■ SUPPLIED RECORDS ■
[Start of Attachment]

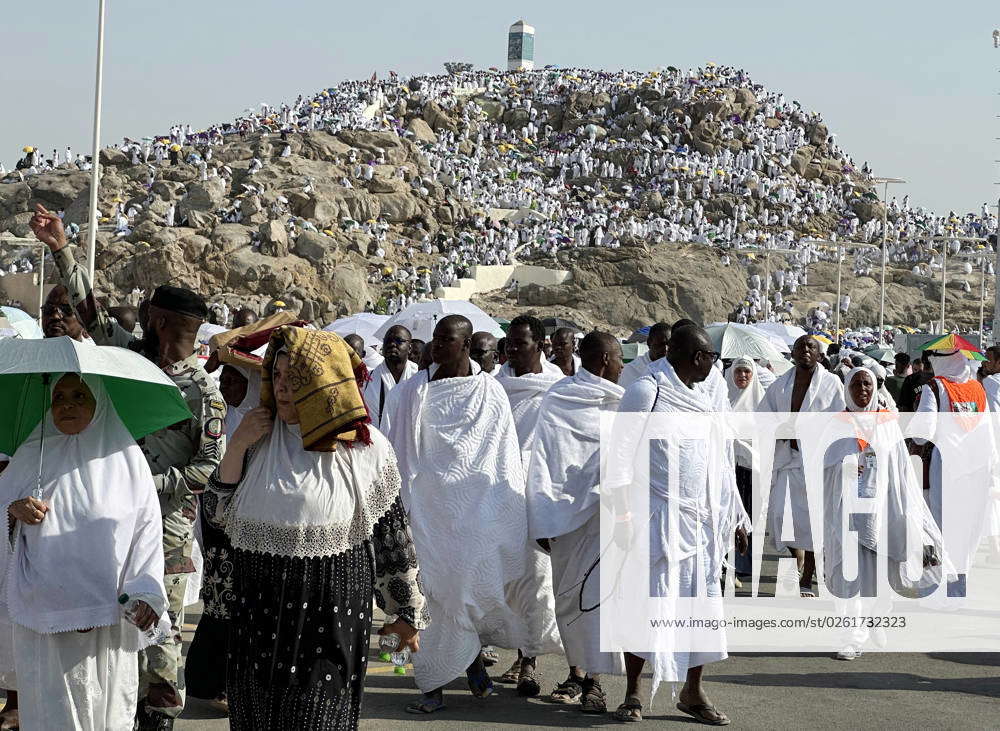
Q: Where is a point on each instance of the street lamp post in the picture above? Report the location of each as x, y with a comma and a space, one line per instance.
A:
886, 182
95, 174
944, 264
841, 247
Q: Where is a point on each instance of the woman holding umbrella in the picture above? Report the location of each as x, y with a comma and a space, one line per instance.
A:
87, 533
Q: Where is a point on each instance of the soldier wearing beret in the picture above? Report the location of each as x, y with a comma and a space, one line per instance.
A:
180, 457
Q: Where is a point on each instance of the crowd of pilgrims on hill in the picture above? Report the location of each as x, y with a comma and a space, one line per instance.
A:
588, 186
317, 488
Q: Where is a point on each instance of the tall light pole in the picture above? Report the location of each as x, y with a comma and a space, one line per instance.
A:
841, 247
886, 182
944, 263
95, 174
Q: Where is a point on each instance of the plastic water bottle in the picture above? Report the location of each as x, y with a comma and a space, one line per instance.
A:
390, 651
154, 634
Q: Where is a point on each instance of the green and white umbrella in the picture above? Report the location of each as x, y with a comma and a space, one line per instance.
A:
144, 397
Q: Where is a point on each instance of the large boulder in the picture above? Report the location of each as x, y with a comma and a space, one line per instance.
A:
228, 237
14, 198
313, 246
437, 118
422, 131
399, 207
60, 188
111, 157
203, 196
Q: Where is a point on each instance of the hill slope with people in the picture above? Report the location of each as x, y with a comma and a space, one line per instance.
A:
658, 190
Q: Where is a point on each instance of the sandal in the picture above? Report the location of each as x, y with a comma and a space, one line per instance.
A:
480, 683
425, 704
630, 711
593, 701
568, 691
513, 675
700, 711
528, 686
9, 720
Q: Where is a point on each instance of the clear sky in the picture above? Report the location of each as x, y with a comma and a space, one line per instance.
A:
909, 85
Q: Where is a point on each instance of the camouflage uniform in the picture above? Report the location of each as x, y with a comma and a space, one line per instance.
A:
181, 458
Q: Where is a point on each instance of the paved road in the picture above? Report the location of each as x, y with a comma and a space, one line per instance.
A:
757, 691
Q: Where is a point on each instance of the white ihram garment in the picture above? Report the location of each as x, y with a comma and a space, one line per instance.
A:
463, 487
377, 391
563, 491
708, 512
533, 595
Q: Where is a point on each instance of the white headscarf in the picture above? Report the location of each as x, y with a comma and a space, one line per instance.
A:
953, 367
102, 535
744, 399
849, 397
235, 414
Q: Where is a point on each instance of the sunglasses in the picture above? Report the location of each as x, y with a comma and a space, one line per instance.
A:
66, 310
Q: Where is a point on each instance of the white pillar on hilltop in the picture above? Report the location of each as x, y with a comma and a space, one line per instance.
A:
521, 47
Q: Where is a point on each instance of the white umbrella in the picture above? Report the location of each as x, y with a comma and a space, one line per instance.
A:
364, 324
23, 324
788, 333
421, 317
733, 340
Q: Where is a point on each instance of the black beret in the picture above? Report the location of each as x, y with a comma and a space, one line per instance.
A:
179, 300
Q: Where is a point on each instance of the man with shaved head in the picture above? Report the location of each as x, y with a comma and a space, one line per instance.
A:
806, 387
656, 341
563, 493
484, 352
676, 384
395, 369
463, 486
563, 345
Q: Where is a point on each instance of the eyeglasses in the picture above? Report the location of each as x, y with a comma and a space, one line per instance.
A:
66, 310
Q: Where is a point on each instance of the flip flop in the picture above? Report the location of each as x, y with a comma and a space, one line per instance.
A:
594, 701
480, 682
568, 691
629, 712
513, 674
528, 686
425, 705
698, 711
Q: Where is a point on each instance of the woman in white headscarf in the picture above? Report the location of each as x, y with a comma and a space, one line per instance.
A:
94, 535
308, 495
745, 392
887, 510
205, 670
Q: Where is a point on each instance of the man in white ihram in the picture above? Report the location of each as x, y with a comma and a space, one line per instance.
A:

[End of Attachment]

■ WHAT THIS TASK INVOLVES ■
Starting at the line that has "Q: Where is a point on each instance of the soldier" in the records above, restate word for word every line until the one that has "Q: Where is a point on each instance of the plastic", and include that one as well.

■ TASK RESULT ■
Q: Where is a point on each instance of the soldier wearing beret in the picture above? Report the location of each as x, y with a comma and a space, one line per instance.
A:
180, 457
Q: Where is a point on each instance of the crowd of pilgrims on hill in the picture above? Report the location of each as x, y with a comma and a space, one line per instance.
A:
588, 186
317, 488
Q: Where is a point on each instance of the tall light pole in the picture above? Report the location of each as x, y with a comma and a space, one line per instance.
A:
841, 247
886, 182
944, 263
95, 174
Q: Where is a point on each instance of the plastic water bottle in the picture above? Report the location of each as x, y with a comma and a space, one line per instance.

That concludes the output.